#### Extracted records
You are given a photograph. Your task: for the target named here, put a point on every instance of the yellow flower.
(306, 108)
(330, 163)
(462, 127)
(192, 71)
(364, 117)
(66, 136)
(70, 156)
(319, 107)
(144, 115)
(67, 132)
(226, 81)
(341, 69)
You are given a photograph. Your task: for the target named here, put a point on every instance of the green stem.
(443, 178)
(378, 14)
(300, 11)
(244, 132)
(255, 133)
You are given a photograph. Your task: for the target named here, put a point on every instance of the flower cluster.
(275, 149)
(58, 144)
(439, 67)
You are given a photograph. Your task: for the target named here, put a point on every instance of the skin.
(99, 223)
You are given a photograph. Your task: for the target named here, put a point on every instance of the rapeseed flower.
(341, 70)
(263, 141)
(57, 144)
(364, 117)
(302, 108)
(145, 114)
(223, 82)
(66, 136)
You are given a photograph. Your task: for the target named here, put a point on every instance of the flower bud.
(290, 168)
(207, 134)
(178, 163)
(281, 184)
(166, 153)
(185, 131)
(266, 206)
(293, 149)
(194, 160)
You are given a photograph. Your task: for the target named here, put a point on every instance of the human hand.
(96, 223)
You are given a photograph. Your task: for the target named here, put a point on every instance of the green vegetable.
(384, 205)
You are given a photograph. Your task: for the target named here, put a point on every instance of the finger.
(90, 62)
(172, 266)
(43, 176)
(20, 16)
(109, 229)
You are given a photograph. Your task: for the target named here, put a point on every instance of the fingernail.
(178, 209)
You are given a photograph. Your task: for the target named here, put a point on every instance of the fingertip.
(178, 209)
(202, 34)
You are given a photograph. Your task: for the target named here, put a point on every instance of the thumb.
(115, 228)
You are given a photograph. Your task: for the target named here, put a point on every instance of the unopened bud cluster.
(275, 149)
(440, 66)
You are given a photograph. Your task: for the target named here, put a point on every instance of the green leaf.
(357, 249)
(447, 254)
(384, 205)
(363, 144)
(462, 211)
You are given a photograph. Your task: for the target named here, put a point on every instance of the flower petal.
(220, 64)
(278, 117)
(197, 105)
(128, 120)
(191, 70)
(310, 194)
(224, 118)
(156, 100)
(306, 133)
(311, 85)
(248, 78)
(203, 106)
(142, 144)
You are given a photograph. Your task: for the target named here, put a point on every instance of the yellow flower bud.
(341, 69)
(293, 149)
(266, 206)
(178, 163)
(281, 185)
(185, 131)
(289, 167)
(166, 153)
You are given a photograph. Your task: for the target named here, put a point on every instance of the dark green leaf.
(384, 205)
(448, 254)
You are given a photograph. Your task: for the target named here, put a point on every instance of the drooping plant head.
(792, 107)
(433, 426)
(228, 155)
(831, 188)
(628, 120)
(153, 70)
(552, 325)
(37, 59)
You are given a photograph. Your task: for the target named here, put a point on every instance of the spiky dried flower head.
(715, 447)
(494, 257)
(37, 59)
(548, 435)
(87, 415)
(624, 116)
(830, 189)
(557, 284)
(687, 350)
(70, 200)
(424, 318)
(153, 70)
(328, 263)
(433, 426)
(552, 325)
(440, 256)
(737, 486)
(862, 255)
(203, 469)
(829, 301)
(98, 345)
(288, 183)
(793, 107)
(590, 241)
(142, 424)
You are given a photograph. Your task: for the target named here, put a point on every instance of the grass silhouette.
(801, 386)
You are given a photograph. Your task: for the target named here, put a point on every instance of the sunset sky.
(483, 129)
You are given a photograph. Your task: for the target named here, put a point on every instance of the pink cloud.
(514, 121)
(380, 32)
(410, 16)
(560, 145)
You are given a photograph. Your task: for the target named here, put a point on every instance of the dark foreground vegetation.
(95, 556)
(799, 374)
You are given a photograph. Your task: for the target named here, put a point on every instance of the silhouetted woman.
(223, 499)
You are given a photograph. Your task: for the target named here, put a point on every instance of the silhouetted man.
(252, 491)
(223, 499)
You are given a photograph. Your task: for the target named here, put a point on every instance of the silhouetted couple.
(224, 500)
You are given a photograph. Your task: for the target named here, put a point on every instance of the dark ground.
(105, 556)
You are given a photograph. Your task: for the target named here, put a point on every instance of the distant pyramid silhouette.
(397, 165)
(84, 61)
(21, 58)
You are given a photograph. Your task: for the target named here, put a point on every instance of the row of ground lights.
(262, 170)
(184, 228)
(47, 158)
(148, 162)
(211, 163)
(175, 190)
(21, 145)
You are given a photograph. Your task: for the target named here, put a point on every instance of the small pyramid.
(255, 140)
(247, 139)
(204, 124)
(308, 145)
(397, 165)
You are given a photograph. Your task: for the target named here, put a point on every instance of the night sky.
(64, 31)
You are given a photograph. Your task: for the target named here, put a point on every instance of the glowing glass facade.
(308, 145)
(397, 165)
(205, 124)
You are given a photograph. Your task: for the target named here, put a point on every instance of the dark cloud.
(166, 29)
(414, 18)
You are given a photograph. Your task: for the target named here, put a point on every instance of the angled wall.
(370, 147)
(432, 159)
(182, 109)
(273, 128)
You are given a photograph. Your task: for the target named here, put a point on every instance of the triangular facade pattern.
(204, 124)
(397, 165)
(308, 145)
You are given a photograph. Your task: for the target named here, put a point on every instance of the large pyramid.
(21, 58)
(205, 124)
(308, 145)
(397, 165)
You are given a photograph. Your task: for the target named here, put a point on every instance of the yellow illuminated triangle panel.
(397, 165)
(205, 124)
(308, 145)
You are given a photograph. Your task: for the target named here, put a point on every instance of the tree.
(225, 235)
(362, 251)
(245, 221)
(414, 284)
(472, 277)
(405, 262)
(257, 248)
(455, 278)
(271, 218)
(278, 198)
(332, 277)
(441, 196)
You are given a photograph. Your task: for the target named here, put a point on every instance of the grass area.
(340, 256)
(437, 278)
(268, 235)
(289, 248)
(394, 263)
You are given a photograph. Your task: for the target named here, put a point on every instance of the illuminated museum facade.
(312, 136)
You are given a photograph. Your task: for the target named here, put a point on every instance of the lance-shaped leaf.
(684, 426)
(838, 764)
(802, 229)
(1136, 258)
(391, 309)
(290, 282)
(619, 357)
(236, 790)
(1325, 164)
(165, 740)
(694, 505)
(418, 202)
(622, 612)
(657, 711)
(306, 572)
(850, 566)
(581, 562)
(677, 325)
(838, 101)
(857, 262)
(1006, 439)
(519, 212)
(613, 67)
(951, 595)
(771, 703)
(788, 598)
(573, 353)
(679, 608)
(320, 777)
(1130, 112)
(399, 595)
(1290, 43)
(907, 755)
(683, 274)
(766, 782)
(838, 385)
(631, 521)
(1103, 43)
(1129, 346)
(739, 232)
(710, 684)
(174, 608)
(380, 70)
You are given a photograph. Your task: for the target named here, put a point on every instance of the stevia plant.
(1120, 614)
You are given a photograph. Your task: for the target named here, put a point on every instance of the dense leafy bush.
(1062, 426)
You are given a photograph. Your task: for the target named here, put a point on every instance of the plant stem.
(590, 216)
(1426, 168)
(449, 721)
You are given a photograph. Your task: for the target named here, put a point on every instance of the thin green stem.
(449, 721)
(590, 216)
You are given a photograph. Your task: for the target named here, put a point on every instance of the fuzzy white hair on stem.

#### Task to complete
The full data, repeated exactly, is the only acceptable output.

#### Response to the exercise
You are given a photograph. Your task: for the target named here, put a point on every instance of the yellow flower.
(306, 108)
(330, 163)
(462, 127)
(192, 71)
(364, 117)
(66, 136)
(70, 156)
(319, 107)
(144, 115)
(67, 132)
(226, 81)
(341, 69)
You are given a photograph. Your task: for the target named here, put a point on every instance of the green stem.
(443, 178)
(378, 14)
(300, 11)
(244, 132)
(255, 133)
You are given a photograph. Your task: for the target named here, put a point on every instance of the flower cluster.
(275, 149)
(58, 144)
(439, 67)
You are given a photograph. Your task: for the target named here, put a point on every instance of the skin.
(99, 223)
You are given a photograph. Your task: for the target named here, put a point on every instance of the rapeseed flower.
(341, 70)
(263, 141)
(57, 144)
(364, 117)
(302, 108)
(145, 114)
(223, 82)
(66, 136)
You are given a photograph. Your task: for the target named here, put a point on every instance of the flower bud.
(290, 168)
(207, 134)
(178, 163)
(281, 184)
(166, 153)
(185, 131)
(266, 206)
(293, 149)
(194, 160)
You are given a photograph. Your task: for the target named here, put a point on every instance of the human hand.
(96, 223)
You are given a photograph. Your task: for the target named here, put a point on every instance of the green vegetable.
(384, 205)
You are given a photograph. Your task: for the target named here, put a point on every instance of the finger.
(90, 62)
(172, 266)
(43, 176)
(20, 16)
(109, 229)
You are given a photograph. Your task: for the target named here, put a point on every instance of the fingernail.
(178, 209)
You are given a photograph. Your task: for the target named here, put a point on every instance of the fingertip.
(178, 209)
(202, 34)
You are given a photograph. Your task: for the target named here, put a point on every instance of the thumb.
(115, 228)
You are given a photograph. Your task: for the target named here, put a point on every instance of the unopened bud cluster.
(275, 149)
(440, 66)
You are given a photograph. Your task: for the target named here, put a point on every instance of the green leaf.
(357, 249)
(447, 254)
(384, 205)
(363, 144)
(462, 211)
You are given a photograph. Your task: for the target named here, put a point on every instance of the flower petal.
(220, 64)
(278, 117)
(197, 105)
(128, 120)
(191, 70)
(310, 194)
(224, 118)
(156, 100)
(306, 133)
(311, 85)
(248, 78)
(203, 106)
(142, 144)
You are given a photograph. Your task: for the target named here, put a point on every instance of the yellow flower bud.
(341, 69)
(293, 149)
(266, 206)
(178, 163)
(281, 185)
(185, 131)
(289, 167)
(166, 153)
You are given a photograph. Your task: for the target named here, put a point on every instance of the dark green leaf.
(384, 205)
(448, 254)
You are given a photograph. Your task: for the target named here, put a point on every instance of the drooping plant head.
(792, 107)
(433, 426)
(228, 155)
(831, 188)
(628, 120)
(153, 70)
(552, 325)
(37, 59)
You are given a photograph. Your task: for the target named here, put a point on every instance of the spiky dried flower head.
(715, 447)
(494, 257)
(37, 59)
(548, 435)
(87, 415)
(624, 116)
(830, 189)
(557, 284)
(687, 350)
(70, 200)
(424, 318)
(153, 70)
(328, 263)
(433, 426)
(552, 325)
(440, 256)
(737, 486)
(862, 255)
(203, 469)
(829, 301)
(98, 345)
(288, 183)
(793, 107)
(590, 241)
(142, 424)
You are given a photograph. Your task: for the target named here, put a point on every instance of the grass silhouette.
(801, 386)
You are given a photograph. Your task: for the target named here, put a point on every instance of the sunset sky.
(483, 129)
You are given a photograph. Your task: for the target named here, put a point on every instance of the pink cloud.
(514, 121)
(380, 32)
(410, 16)
(560, 145)
You are given a photograph. Your task: for the target named here, put a point on every instance of the dark foreground vegetation.
(95, 556)
(799, 374)
You are given a photograph. Your task: for the target named here, put a point on every instance of the silhouetted woman.
(223, 499)
You are given a photograph. Your task: for the target named here, put a point on every instance of the silhouetted man.
(252, 491)
(223, 499)
You are given a photograph. Your task: for the target named here, put a point on every instance of the silhouetted couple.
(224, 500)
You are given a photograph. Your task: for the target named here, put a point on every instance of the dark ground.
(105, 556)
You are given a photograph. Your task: for the target named here, put a point on every instance of the distant pyramid silhouette.
(397, 165)
(84, 61)
(21, 58)
You are given a photograph. Your task: for the target named here, put a point on every instance of the row of ground lights.
(262, 170)
(184, 228)
(47, 158)
(148, 162)
(211, 163)
(175, 190)
(21, 145)
You are given a photograph. Your task: for the target named here, put a point on every instance of the small pyramid.
(255, 140)
(247, 139)
(204, 124)
(308, 145)
(397, 165)
You are given a photograph. Your task: for the target named here, put a point on every instance of the night sky.
(64, 31)
You are given a photograph. Your task: for the target named here, put a point on every instance of the glowing glass facade.
(308, 145)
(397, 165)
(205, 124)
You are given a photograph. Your task: for the target named here, put a point on every instance of the dark cloud.
(166, 29)
(414, 18)
You are given a photograph. Your task: for the target named here, put a point on every instance of the angled wall.
(370, 147)
(432, 159)
(182, 109)
(273, 128)
You are given a photograph. Your task: for the target named here, put a point on every instance of the triangular facade pattern.
(204, 124)
(397, 165)
(308, 145)
You are given a photograph. Your task: for the target named here, put a point on every instance of the large pyramid.
(21, 58)
(205, 124)
(308, 145)
(397, 165)
You are given a photograph. Your task: for the target named here, put a point on every instance of the yellow illuminated triangle panel.
(397, 165)
(205, 124)
(308, 145)
You are given a photograph. Your task: for the target named here, put a point on every instance of the tree.
(225, 235)
(362, 251)
(245, 221)
(414, 284)
(472, 277)
(405, 262)
(257, 248)
(455, 278)
(271, 218)
(278, 198)
(332, 277)
(441, 196)
You are given a photograph. Your task: for the target named here, put a point on every instance of the grass area.
(340, 256)
(437, 278)
(268, 235)
(289, 248)
(394, 263)
You are given a photograph. Your task: for the target named here, put a point on every instance of the illuminated museum facade.
(312, 136)
You are given a photograph. Your task: for the target named here, put a point on every instance of the lance-shaped leaf.
(684, 426)
(838, 764)
(802, 229)
(1136, 258)
(391, 309)
(290, 282)
(619, 357)
(236, 790)
(1325, 164)
(165, 740)
(694, 505)
(418, 202)
(622, 612)
(657, 711)
(306, 572)
(850, 566)
(581, 562)
(677, 325)
(838, 101)
(857, 262)
(1006, 439)
(519, 212)
(613, 67)
(951, 595)
(771, 703)
(788, 598)
(573, 353)
(679, 608)
(320, 777)
(1130, 112)
(399, 595)
(1290, 43)
(907, 755)
(683, 274)
(766, 782)
(838, 385)
(631, 521)
(1103, 43)
(1129, 346)
(739, 232)
(710, 684)
(174, 608)
(380, 70)
You are given a photograph. Your task: for the target named here, put a point on every instance of the stevia plant.
(1120, 614)
You are given a photograph. Your task: for the target named here, put a point on every instance of the dense leafy bush.
(1062, 426)
You are given a photograph. Your task: for the target named here, put a point on every instance of the plant stem.
(590, 216)
(1426, 168)
(449, 721)
You are given a photograph. Your task: for the target named here, put a point on every instance of the thin green stem.
(449, 721)
(590, 216)
You are given a photograph. Your task: for the target named here, put a point on every instance of the fuzzy white hair on stem.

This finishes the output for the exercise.